● What is needed
Repeat the whole listing below, word for word.
--- start ---
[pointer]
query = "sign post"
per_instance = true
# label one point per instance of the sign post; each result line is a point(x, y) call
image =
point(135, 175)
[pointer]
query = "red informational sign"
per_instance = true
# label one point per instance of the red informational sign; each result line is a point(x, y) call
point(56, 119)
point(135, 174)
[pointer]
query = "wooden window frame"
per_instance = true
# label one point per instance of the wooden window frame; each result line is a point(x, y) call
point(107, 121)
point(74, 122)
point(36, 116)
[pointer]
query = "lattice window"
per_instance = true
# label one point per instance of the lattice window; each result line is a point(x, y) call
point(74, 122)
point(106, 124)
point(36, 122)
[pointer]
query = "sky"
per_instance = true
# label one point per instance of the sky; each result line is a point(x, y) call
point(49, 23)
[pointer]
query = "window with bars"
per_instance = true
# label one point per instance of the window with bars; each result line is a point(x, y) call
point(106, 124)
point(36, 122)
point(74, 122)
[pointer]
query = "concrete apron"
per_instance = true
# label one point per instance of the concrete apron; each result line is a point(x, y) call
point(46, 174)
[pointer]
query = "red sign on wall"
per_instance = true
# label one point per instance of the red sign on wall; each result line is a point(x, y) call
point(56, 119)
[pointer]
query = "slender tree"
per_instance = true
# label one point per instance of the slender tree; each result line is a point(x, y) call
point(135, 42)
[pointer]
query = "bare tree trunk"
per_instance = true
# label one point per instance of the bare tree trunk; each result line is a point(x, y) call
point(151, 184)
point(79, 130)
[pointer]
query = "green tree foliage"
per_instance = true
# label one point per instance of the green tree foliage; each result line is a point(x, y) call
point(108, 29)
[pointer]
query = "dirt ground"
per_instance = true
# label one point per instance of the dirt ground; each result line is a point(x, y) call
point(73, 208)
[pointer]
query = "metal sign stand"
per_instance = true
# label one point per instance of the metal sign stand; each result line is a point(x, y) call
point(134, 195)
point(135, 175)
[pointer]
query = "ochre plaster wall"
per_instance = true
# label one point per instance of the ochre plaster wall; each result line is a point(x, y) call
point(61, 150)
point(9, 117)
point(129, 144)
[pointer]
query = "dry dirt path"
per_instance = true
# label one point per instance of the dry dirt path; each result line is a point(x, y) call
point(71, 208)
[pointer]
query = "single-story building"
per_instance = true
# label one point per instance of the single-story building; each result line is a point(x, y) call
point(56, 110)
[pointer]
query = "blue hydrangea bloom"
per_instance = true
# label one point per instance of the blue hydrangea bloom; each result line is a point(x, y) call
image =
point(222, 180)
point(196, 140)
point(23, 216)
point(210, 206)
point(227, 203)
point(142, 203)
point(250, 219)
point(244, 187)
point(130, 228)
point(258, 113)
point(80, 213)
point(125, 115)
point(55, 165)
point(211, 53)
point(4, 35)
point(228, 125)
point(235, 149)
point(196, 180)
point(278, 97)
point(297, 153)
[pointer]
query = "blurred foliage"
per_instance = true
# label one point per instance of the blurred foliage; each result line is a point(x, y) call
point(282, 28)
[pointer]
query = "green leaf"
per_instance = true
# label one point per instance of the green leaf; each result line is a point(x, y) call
--- end ---
● Task answer
[pointer]
query = "sign post"
per_instance = true
# label one point per instance of the sign post; each result line is a point(x, y) call
image =
point(135, 175)
[pointer]
query = "red informational sign"
per_instance = true
# label one point per instance of the red informational sign; each result line is a point(x, y) call
point(56, 119)
point(135, 174)
[pointer]
query = "wooden window frame"
per_instance = true
# label one point per instance of the wooden window frame; each result line is a point(x, y) call
point(107, 121)
point(74, 122)
point(36, 116)
[pointer]
query = "lattice window"
per_instance = true
# label one point per instance of the lattice window; each result line is a point(x, y) call
point(74, 122)
point(106, 124)
point(36, 122)
[pointer]
query = "sky"
per_instance = true
# label one point per instance of the sky; each result line is a point(x, y) call
point(49, 23)
[pointer]
query = "window with bars"
per_instance = true
# label one point per instance of the window with bars; each result line is a point(x, y) call
point(106, 124)
point(36, 122)
point(74, 122)
[pointer]
query = "concrete apron"
per_instance = true
# label one point per instance of the concrete apron; each result line is a point(x, y) call
point(46, 174)
[pointer]
query = "red sign on wall"
per_instance = true
# label one point per instance of the red sign on wall; each result line is a point(x, y) call
point(56, 119)
[pointer]
query = "slender tree"
per_instance = true
# label one point per instance of the slender tree; each result line is a point(x, y) call
point(135, 42)
[pointer]
query = "bare tree trunk"
per_instance = true
# label one point per instance of the bare tree trunk; each result line is a point(x, y) call
point(151, 184)
point(79, 130)
[pointer]
query = "green tree foliage"
per_instance = true
# label one point per instance of the green tree foliage; each result line is a point(x, y) call
point(108, 29)
[pointer]
query = "dirt ground"
per_instance = true
# label one point per instance of the dirt ground; each result line is a point(x, y) call
point(73, 208)
[pointer]
query = "metal sign stand"
per_instance = true
# label one point per instance of the metal sign stand; each result line is a point(x, y) call
point(134, 195)
point(135, 175)
[pointer]
query = "ochre plaster wall"
per_instance = true
# label one point per instance of the ochre plaster wall; each result line is a point(x, y) call
point(61, 150)
point(9, 117)
point(129, 144)
[pointer]
query = "dry dirt path"
per_instance = true
# label one point per instance of the dry dirt path; each result line is a point(x, y) call
point(71, 208)
[pointer]
query = "single-story building"
per_instance = true
# label one point per instance of the single-story building; each result line is a point(x, y) call
point(56, 110)
[pointer]
query = "blue hydrangea bloom"
per_instance = true
# label one point per instance of the blue hydrangea bloom; each result line is a point(x, y) call
image =
point(222, 180)
point(196, 140)
point(23, 216)
point(210, 206)
point(227, 203)
point(142, 203)
point(250, 219)
point(244, 187)
point(130, 228)
point(258, 113)
point(80, 213)
point(125, 115)
point(55, 165)
point(211, 53)
point(4, 35)
point(228, 125)
point(235, 149)
point(196, 180)
point(278, 97)
point(297, 153)
[pointer]
query = "blurred foliage"
per_instance = true
# label one point per instance of the blurred foliage; each result line is a point(x, y) call
point(282, 28)
[pointer]
query = "green leaf"
per_instance = true
# label one point per instance of the green leaf; each result line is a point(x, y) call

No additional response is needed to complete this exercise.